Exercise
Reproduce only this part of the listing: the line with "Sample: x=1160, y=582.", plus every line after it through the last.

Stored rows

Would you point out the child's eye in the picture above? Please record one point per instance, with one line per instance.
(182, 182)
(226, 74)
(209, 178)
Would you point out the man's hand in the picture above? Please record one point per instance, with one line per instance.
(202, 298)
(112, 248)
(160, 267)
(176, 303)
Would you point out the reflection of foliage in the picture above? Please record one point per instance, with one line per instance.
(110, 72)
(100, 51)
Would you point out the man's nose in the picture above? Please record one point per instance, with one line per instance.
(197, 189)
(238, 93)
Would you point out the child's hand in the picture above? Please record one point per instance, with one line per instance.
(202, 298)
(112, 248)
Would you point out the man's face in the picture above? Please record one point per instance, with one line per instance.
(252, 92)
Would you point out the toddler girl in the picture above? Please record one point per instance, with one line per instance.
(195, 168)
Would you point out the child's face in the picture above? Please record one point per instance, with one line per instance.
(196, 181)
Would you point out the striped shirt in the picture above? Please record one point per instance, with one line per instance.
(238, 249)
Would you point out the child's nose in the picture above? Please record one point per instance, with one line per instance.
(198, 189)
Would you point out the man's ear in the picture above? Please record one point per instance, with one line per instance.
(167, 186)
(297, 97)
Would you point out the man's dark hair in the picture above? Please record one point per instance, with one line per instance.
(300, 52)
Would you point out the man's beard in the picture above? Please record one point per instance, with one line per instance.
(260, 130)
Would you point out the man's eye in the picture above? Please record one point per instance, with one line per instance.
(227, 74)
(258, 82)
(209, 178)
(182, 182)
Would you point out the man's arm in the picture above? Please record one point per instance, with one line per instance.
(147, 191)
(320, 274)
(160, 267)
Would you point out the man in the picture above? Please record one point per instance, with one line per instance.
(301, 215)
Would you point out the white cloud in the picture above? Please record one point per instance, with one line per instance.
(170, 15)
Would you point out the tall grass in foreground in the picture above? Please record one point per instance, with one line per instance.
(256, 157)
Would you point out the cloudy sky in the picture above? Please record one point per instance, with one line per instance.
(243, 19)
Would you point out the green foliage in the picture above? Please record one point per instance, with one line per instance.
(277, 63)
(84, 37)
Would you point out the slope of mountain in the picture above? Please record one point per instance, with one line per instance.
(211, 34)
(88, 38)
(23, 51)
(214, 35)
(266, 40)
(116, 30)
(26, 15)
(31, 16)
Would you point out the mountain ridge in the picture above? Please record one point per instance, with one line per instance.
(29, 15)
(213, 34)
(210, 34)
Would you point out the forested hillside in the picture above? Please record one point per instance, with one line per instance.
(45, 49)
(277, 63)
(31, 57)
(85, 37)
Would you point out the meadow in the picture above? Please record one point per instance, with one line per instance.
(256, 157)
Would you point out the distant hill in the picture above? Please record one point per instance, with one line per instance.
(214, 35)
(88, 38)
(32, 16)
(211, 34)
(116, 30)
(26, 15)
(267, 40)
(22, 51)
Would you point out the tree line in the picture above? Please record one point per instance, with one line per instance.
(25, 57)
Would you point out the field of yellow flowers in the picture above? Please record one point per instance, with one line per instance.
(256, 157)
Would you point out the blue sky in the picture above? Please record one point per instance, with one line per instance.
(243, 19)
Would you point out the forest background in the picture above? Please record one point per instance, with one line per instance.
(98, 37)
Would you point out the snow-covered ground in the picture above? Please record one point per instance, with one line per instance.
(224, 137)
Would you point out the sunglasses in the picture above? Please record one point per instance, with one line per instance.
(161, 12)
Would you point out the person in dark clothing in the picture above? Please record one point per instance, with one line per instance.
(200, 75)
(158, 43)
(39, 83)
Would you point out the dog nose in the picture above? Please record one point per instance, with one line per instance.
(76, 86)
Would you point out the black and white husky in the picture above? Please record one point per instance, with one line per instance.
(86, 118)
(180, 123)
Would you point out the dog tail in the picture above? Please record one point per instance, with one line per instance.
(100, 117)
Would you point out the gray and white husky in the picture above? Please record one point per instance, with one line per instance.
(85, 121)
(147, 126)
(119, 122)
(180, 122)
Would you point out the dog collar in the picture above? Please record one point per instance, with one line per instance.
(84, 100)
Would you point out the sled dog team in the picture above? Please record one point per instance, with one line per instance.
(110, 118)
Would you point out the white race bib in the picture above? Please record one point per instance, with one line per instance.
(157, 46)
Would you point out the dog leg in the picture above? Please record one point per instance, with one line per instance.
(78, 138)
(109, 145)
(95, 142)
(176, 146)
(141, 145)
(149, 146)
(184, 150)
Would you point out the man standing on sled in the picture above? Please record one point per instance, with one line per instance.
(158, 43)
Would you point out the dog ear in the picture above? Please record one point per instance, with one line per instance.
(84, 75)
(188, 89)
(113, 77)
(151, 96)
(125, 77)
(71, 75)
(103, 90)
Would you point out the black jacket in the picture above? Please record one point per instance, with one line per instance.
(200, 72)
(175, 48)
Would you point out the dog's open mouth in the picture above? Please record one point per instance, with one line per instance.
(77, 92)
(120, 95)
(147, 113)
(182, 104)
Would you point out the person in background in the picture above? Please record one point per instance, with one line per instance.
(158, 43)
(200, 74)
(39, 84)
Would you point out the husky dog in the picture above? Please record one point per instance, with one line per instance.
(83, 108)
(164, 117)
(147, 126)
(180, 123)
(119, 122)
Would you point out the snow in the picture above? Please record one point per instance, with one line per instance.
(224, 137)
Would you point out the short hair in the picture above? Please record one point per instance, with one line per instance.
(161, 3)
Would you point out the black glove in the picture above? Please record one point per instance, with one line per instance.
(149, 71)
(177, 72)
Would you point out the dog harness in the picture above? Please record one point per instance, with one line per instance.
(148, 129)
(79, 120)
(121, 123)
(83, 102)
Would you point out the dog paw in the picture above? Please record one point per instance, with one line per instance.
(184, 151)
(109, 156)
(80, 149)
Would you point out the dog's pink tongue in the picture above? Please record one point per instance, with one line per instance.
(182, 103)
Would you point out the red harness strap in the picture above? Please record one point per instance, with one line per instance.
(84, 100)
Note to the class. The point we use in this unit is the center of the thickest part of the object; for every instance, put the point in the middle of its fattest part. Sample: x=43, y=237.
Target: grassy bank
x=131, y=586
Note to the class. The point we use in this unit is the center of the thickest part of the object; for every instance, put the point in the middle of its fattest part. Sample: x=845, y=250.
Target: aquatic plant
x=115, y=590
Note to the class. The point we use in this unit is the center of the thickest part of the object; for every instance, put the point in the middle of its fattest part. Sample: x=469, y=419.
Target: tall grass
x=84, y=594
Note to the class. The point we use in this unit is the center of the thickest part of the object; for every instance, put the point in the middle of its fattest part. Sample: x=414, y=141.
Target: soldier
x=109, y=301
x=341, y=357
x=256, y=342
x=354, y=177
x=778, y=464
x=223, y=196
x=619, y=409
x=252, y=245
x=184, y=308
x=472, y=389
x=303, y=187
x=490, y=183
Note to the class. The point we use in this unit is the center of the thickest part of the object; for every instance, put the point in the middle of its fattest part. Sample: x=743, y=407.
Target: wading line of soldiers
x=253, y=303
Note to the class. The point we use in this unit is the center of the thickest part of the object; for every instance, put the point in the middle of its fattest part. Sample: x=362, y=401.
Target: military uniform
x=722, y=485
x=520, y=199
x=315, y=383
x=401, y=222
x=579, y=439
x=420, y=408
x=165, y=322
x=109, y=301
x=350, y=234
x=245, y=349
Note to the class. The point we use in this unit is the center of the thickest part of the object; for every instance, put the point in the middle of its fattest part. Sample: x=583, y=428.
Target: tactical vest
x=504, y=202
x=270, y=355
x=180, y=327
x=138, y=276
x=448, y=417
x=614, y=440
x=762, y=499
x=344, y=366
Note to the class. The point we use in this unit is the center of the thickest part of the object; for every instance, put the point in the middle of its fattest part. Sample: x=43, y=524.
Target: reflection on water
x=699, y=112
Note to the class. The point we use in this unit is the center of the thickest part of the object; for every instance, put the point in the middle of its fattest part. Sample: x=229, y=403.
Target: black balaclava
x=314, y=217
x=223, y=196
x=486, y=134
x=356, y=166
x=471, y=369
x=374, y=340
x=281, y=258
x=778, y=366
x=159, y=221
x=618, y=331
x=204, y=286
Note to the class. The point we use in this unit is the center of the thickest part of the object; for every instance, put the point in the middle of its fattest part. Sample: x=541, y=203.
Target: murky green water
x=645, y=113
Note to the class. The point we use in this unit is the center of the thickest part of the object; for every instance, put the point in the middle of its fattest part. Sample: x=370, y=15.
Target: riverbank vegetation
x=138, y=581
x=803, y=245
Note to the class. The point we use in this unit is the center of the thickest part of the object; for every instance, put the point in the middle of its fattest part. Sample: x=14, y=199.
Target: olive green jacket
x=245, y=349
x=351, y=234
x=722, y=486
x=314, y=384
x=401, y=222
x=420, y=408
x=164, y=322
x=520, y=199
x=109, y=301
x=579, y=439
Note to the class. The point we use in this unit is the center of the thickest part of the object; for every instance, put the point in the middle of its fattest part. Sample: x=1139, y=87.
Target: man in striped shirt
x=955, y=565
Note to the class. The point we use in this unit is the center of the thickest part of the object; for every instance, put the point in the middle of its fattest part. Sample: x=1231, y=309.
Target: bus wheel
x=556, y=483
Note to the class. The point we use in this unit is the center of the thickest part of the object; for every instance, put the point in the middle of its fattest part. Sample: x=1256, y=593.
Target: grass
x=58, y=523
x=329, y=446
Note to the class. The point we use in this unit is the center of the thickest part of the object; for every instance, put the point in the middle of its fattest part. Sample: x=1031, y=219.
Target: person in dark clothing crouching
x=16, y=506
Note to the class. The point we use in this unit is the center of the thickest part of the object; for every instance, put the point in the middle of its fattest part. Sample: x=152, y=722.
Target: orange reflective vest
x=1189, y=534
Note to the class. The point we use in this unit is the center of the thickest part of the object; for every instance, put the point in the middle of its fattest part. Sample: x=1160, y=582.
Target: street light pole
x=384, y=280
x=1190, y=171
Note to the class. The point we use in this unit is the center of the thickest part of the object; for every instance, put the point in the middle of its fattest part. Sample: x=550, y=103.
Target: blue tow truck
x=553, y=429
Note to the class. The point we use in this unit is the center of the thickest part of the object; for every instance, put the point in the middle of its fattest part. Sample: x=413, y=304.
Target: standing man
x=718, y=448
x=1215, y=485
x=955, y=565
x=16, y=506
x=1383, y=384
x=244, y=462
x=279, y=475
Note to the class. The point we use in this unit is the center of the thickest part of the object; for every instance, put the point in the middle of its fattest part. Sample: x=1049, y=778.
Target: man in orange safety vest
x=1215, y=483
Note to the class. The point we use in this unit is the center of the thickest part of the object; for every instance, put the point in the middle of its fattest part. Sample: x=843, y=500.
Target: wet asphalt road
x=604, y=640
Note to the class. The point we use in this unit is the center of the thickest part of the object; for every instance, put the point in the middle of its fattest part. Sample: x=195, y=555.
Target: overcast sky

Written response
Note to the class. The point we use in this unit is the center of the thickest part of the object; for every instance, put the point in the middle of its fattest part. Sample: x=1160, y=582.
Target: street light pole
x=384, y=280
x=1190, y=171
Note to the class. The point we use in this unit is the center of the thickest part of the object; for every instance, put the point in the middle of its fattest part. Sample: x=550, y=103.
Target: blue tow truck
x=553, y=429
Note to the class. The point we use in this unit is the center of the thickest part of the object; for every instance, put the point in the middle of its fattest part. Sample: x=413, y=304.
Target: standing man
x=718, y=448
x=1215, y=485
x=955, y=565
x=16, y=506
x=1383, y=384
x=244, y=462
x=279, y=475
Note to the class. The point we use in this unit is the center of the thickest part of the object; for every instance, put the point in the middle of its fattest part. Sample: x=1049, y=778.
Target: man in orange safety vest
x=1215, y=483
Note to the class. The point we use in this unit is the center of the thickest part of the object; for every instance, put the point in the middle of its fattest part. Sample: x=843, y=500.
Target: wet asphalt road
x=604, y=640
Note to the class. The point we use in this unit is the center of the thickest part of the object; for every instance, put the point in the middle of its fattest part. Sample: x=195, y=555.
Target: overcast sky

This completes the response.